Please give back word for word the lines below, from the first one through the one with "Category: bike spokes".

====== PROVIDED RECORDS

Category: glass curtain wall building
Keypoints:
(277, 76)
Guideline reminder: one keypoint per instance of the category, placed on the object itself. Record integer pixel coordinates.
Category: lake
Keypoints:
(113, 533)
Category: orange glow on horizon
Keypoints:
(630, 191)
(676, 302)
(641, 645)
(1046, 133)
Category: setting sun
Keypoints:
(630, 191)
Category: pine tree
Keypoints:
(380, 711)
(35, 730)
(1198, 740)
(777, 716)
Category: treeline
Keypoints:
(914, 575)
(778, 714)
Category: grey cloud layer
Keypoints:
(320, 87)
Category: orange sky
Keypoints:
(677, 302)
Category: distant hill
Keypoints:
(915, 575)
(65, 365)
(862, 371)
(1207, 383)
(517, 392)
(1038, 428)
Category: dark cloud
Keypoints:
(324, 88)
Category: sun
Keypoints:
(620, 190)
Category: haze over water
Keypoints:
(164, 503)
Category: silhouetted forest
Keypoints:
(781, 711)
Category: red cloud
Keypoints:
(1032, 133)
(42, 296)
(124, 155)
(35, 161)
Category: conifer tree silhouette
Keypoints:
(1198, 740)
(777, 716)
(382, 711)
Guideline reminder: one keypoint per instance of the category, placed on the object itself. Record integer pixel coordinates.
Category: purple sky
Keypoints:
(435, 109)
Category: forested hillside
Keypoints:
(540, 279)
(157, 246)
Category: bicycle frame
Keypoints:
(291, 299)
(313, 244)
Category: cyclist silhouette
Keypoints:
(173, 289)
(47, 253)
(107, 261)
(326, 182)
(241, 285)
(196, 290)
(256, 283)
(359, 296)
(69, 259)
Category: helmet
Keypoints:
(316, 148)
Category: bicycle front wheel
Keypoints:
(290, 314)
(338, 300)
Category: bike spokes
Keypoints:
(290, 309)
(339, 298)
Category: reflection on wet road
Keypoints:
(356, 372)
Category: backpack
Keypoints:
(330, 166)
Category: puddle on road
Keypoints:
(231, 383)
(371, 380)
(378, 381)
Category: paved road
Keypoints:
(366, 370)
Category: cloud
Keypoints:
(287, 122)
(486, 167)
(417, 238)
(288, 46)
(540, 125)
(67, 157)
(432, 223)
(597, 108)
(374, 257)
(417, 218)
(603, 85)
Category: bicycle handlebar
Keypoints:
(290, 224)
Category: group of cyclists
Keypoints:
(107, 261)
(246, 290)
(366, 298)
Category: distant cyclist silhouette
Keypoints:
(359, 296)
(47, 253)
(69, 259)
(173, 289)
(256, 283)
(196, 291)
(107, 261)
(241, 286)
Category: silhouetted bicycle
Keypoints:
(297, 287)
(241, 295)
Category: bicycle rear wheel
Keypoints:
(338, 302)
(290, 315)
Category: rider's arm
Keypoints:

============

### EXPECTED ANSWER
Category: glass curtain wall building
Keypoints:
(277, 76)
Guideline reminder: one keypoint per instance of the category, placed on the object itself. Record integer pixel coordinates.
Category: lake
Keypoints:
(113, 533)
Category: orange glow on horizon
Keypoints:
(630, 191)
(676, 302)
(641, 645)
(1046, 133)
Category: setting sun
Keypoints:
(630, 191)
Category: pine tree
Keypoints:
(380, 711)
(35, 730)
(1198, 740)
(777, 716)
Category: treeline
Keypoints:
(914, 575)
(778, 714)
Category: grey cloud layer
Keypoints:
(320, 87)
Category: orange sky
Keypoints:
(677, 302)
Category: distant hill
Keypoints:
(915, 575)
(65, 365)
(862, 371)
(1207, 383)
(517, 392)
(1038, 428)
Category: dark cloud
Keypoints:
(324, 88)
Category: sun
Keypoints:
(620, 190)
Category: haze over water
Keypoints:
(164, 503)
Category: silhouetted forest
Keypoints:
(781, 711)
Category: red cloud
Keypoints:
(1032, 133)
(42, 296)
(124, 155)
(35, 161)
Category: conifer tree silhouette
Keypoints:
(1198, 740)
(777, 716)
(382, 711)
Guideline reminder: one keypoint per instance of the category, placed on the object itself. Record integer pixel coordinates.
Category: purple sky
Keypoints:
(435, 109)
Category: forested hillside
Keypoints:
(540, 279)
(157, 246)
Category: bicycle frame
Keypoints:
(291, 299)
(313, 244)
Category: cyclist silhouette
Keypoints:
(173, 289)
(47, 253)
(107, 261)
(326, 182)
(241, 285)
(196, 290)
(256, 283)
(359, 296)
(69, 259)
Category: helmet
Keypoints:
(316, 148)
Category: bicycle front wheel
Keypoints:
(290, 314)
(338, 300)
Category: bike spokes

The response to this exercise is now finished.